> **Task directions**: Print exactly what the entries say, line by line, from the first line down to the one with "positive clicks: (119, 61)", inclusive.

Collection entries

▬▬▬

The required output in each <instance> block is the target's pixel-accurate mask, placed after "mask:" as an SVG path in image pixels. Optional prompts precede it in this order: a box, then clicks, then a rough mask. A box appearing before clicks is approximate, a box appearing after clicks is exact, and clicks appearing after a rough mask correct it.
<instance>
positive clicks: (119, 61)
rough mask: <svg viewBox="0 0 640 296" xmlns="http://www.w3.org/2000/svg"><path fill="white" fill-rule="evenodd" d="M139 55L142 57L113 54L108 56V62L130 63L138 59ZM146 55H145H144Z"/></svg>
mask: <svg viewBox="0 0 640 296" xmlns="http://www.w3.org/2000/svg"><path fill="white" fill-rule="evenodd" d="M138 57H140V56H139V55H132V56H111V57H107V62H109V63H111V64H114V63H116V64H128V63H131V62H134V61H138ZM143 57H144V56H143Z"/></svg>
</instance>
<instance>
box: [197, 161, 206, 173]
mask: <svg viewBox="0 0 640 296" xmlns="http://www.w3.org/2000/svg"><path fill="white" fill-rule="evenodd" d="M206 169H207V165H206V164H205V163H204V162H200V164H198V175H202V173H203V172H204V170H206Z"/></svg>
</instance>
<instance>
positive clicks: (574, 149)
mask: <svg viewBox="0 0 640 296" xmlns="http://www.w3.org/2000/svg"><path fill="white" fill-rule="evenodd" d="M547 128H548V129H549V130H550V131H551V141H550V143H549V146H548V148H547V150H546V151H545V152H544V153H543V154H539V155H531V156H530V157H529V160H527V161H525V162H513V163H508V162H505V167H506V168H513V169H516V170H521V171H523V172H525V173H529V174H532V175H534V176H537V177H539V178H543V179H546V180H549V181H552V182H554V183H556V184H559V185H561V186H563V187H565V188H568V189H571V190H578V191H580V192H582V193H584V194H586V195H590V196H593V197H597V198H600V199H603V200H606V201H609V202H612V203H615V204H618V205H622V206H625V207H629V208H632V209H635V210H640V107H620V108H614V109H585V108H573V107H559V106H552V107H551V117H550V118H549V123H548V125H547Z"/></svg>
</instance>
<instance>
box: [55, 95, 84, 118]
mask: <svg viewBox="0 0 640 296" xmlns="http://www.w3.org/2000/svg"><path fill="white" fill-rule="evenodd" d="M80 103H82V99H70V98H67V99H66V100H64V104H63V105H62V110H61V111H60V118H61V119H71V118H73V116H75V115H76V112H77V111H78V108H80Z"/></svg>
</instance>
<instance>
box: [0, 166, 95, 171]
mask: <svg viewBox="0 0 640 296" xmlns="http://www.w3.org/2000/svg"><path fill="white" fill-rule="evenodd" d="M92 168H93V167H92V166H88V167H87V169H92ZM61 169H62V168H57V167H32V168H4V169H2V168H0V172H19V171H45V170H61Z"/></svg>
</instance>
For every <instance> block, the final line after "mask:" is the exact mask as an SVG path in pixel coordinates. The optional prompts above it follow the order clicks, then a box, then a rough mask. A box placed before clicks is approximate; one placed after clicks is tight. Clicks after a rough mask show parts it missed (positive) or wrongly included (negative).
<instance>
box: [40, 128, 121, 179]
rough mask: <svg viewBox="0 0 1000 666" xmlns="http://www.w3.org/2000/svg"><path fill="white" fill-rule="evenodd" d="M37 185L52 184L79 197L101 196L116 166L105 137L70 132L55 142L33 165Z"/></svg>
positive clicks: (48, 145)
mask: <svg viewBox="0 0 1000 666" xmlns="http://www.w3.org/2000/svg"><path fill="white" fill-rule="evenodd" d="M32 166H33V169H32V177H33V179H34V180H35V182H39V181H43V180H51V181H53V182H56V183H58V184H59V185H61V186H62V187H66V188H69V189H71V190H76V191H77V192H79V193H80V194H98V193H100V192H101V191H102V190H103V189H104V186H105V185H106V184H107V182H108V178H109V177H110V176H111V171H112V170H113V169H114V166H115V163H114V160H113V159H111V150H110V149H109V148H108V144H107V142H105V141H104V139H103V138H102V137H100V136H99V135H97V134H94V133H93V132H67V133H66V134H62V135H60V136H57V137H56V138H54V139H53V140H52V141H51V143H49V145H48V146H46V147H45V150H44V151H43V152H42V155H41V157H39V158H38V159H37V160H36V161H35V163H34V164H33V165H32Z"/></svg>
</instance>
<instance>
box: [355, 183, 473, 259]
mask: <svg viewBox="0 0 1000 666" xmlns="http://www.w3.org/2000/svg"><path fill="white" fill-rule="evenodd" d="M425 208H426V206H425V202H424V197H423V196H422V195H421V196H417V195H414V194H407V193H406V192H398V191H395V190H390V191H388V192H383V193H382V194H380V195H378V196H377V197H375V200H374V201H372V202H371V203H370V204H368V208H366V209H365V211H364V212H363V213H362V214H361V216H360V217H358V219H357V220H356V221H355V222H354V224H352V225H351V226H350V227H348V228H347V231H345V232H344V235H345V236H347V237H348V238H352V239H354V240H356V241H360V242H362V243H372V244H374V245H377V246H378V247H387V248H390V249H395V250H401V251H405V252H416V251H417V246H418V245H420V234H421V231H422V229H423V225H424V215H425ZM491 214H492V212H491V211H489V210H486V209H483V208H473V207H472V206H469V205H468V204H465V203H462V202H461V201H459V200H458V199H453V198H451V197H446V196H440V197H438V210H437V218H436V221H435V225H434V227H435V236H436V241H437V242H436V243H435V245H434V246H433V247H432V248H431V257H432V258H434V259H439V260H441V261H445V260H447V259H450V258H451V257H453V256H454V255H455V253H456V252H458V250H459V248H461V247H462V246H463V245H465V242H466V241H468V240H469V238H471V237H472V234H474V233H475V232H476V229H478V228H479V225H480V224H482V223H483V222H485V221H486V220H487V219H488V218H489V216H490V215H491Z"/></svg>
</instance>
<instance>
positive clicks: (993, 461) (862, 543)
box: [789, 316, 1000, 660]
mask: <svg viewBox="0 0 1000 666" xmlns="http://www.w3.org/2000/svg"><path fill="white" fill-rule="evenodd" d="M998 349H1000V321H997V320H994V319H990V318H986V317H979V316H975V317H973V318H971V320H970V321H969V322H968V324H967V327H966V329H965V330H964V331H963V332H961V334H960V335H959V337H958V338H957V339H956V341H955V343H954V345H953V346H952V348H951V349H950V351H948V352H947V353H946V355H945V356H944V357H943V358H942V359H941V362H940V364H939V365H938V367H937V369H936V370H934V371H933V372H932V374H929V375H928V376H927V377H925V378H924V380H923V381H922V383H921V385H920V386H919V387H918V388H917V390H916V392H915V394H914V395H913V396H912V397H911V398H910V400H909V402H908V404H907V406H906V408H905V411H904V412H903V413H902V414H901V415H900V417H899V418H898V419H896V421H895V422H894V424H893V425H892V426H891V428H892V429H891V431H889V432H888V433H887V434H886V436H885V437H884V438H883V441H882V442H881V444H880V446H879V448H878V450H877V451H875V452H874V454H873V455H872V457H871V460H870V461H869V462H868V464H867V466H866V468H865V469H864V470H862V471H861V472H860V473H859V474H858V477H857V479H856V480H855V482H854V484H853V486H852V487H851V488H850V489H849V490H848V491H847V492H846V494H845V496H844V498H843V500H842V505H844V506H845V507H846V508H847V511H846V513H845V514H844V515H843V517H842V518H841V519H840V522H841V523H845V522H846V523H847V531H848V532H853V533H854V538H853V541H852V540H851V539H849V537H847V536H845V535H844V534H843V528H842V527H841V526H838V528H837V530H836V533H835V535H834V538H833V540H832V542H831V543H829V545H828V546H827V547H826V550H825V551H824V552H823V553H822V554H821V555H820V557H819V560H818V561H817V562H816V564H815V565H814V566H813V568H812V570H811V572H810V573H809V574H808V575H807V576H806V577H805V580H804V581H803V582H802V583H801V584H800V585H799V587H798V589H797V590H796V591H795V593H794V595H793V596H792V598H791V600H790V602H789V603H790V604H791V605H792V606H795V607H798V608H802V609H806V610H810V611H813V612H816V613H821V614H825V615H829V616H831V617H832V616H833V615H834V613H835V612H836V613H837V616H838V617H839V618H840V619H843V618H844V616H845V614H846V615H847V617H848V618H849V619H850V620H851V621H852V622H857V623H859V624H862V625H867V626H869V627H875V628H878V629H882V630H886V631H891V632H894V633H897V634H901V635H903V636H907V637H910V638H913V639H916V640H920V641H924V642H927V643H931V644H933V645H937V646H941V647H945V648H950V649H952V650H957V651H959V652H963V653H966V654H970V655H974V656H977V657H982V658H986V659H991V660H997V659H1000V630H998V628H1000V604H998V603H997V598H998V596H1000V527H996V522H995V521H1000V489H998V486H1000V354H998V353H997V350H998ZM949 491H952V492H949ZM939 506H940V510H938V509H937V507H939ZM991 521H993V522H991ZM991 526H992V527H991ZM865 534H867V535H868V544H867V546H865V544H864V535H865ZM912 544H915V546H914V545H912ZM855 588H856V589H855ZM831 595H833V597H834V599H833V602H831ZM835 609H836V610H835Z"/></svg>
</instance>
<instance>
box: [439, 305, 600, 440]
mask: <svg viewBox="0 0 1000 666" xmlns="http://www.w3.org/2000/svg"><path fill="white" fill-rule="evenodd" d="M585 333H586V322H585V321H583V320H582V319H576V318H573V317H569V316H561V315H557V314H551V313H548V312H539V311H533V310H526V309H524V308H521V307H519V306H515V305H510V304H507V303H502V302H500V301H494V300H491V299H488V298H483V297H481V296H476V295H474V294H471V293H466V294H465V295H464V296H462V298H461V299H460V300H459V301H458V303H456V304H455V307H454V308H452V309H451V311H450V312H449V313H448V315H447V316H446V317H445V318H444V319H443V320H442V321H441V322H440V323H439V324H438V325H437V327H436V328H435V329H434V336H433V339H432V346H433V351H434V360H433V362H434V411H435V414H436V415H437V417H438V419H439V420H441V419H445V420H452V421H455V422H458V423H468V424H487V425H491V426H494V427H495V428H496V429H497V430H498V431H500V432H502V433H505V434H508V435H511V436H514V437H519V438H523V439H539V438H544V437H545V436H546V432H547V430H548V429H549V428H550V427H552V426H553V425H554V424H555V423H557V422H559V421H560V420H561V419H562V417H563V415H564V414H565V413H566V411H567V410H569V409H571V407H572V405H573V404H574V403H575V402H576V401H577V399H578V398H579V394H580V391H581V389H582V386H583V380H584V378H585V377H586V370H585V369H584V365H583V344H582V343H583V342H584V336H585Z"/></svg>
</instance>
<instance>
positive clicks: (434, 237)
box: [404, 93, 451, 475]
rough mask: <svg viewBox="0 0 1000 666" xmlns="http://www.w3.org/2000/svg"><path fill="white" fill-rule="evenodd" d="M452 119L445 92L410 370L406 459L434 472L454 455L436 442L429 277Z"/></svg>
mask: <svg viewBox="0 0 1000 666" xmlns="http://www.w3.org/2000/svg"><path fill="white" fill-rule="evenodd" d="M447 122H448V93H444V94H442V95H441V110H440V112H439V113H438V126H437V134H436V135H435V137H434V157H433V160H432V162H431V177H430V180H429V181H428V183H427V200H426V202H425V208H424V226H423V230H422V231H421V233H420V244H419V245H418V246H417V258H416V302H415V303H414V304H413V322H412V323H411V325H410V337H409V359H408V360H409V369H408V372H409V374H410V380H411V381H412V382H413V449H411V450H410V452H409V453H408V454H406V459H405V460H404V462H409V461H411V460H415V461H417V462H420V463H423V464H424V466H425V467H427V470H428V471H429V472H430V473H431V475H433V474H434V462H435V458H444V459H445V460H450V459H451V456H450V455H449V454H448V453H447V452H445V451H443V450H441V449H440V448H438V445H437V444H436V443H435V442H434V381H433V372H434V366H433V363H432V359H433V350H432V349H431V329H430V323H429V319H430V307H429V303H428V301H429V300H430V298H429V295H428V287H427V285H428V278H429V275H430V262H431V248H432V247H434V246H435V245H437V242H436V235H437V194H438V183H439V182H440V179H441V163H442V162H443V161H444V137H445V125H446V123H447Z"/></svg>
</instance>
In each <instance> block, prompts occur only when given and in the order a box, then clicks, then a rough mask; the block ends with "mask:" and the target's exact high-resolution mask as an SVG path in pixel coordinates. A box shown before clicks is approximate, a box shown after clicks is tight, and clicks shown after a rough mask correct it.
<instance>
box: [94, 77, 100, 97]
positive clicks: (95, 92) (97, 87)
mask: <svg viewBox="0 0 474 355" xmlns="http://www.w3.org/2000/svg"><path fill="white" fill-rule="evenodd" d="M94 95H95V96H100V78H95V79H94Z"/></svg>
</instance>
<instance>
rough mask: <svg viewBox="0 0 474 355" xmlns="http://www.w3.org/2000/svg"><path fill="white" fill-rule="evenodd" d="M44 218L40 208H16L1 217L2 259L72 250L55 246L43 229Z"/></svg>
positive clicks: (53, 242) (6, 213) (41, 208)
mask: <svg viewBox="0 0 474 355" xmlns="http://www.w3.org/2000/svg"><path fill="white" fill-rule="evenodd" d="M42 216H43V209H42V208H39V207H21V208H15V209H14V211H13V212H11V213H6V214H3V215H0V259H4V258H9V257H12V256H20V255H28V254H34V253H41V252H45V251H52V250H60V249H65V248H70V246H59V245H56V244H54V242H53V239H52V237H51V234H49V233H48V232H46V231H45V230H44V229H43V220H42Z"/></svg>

▬▬▬

> **Response box**:
The required output in each <instance> block is the target's pixel-accurate mask, placed after "mask:" as an SVG path in image pixels. Optional prompts precede it in this order: a box, then clicks, then a rough mask. A box appearing before clicks is approximate, a box appearing after clicks is exact, and clicks appearing after a rough mask correct it.
<instance>
positive clicks: (119, 61)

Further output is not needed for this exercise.